• [Brano da leggere]:
L'ospedale della lingua italiana, Roberto Nobile |
“Dove
le parole usurpate dalle omologhe americane trovano cura e conforto”:
questo il sottotitolo
che definisce il libro di Roberto Nobile
presentato alla libreria Saltatempo di Ragusa lo scorso 30 novembre intitolato:
L’ospedale
della lingua italiana. Una
raccolta delle più usate ed abusate parole americane (l’attore ragusano, in
questo caso nella veste di scrittore, è bene attento a utilizzare “americano” e
non “inglese”) introdotte nel linguaggio degli italiani dagli italiani. Il più delle volte inutilmente (perché
scrivere curiosity quando si potrebbe
tranquillamente usare curiosità?), altre
per il solo gusto di essere moderni (risultando invece goffamente
provinciali), oppure di risultare
artatamente incomprensibili (e questo accade soprattutto nel linguaggio
economico/finanziario tra i vari spread e default).
Secondo Carmelo Arezzo, incaricato di presentare libro e autore quella
di Roberto Nobile (e quindi quella mia, attraverso questo giornaletto), “è una battaglia già perduta, ma che merita
di essere combattuta”. Ammetto tristemente che è probabilmente la verità. Ma
non tutto è perduto. E se anche fosse davvero troppo tardi, mi consolo con questi versi di Leopardi,dedicati all’Italia:
Come cadesti o quando
Da tanta altezza in così basso loco?

• [Consegna]: Sostituisci «battaglia» con «guerra» e riscrivi il tratto dell'articolo sul libro di Roberto Nobile che va da «Secondo Carmelo Arezzo, incaricato» fino a «così basso loco?». Le righe riportate di seguito non hanno alcun legame con l'articolo.

• [Righe fornite]:
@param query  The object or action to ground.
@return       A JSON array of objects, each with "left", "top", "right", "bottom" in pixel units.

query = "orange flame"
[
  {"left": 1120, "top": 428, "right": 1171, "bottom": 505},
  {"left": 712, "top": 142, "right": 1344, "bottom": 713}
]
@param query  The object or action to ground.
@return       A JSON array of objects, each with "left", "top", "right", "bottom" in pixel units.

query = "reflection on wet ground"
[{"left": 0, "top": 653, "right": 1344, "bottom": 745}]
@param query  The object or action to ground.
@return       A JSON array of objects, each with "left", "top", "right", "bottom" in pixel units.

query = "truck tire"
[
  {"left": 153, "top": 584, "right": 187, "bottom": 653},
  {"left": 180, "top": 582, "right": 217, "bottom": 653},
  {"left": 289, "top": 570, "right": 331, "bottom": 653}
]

• [Risposta]:
Secondo Carmelo Arezzo, incaricato di presentare libro e autore quella
di Roberto Nobile (e quindi quella mia, attraverso questo giornaletto), “è una guerra già perduta, ma che merita
di essere combattuta”. Ammetto tristemente che è probabilmente la verità. Ma
non tutto è perduto. E se anche fosse davvero troppo tardi, mi consolo con questi versi di Leopardi,dedicati all’Italia:
Come cadesti o quando
Da tanta altezza in così basso loco?